What is required:
Reproduce without change the lines in the material below that run from the one with "Query: white painted line" to the end, and nothing more.

------------------------------------------------

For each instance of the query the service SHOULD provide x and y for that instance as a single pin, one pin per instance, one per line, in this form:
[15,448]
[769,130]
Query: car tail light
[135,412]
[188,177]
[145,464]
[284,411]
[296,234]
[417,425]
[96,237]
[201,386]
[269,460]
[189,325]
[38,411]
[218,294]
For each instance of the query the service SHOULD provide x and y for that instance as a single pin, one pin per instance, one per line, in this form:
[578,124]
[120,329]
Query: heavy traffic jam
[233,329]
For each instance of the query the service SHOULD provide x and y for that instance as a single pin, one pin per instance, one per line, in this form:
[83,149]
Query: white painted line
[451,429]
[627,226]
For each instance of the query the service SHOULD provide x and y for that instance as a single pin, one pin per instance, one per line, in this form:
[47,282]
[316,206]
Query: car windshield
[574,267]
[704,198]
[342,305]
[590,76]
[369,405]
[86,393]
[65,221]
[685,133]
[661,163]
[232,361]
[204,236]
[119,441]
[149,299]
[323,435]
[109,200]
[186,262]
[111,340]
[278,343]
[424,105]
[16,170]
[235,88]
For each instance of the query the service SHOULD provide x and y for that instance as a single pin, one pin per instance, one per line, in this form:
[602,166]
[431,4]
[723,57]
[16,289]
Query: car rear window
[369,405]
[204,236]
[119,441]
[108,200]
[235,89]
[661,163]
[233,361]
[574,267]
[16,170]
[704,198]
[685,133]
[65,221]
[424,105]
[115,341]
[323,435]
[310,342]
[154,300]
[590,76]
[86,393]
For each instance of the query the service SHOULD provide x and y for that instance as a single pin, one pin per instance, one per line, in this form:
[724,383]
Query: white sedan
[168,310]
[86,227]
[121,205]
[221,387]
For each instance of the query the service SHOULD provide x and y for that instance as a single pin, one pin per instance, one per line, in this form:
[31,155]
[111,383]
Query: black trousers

------------------------------------------------

Written answer:
Query: white painted line
[451,429]
[627,226]
For each instance of the query the service SHOULD provide x and y for that instance as a single pin, one pin per instance, one per line, in this form:
[47,282]
[316,206]
Query: car windshield
[574,267]
[704,198]
[342,305]
[590,76]
[369,405]
[86,393]
[65,221]
[685,133]
[661,163]
[232,361]
[204,236]
[119,441]
[149,299]
[323,435]
[109,200]
[186,262]
[111,340]
[278,343]
[424,105]
[16,170]
[235,88]
For each instance of the query the service SHOULD provide x and y for that instance as a single pin, one pin per instance, one per line, in this form:
[602,166]
[431,4]
[723,57]
[16,289]
Query: car rear window
[369,405]
[204,236]
[119,441]
[108,200]
[235,89]
[661,163]
[233,361]
[574,267]
[16,170]
[704,198]
[685,133]
[65,221]
[424,105]
[115,341]
[323,435]
[310,342]
[154,300]
[590,76]
[86,393]
For each instance of the query the service SHOULD provide x and y for that instance as a single pin, one pin per instance, one per line, in this form:
[724,383]
Query: white sedan
[168,310]
[86,227]
[121,205]
[221,387]
For each instance of the query the service SHOULD provide x and y for that instance as a single pin, one pin per instance, one per line, in this form:
[31,155]
[111,383]
Query: black trousers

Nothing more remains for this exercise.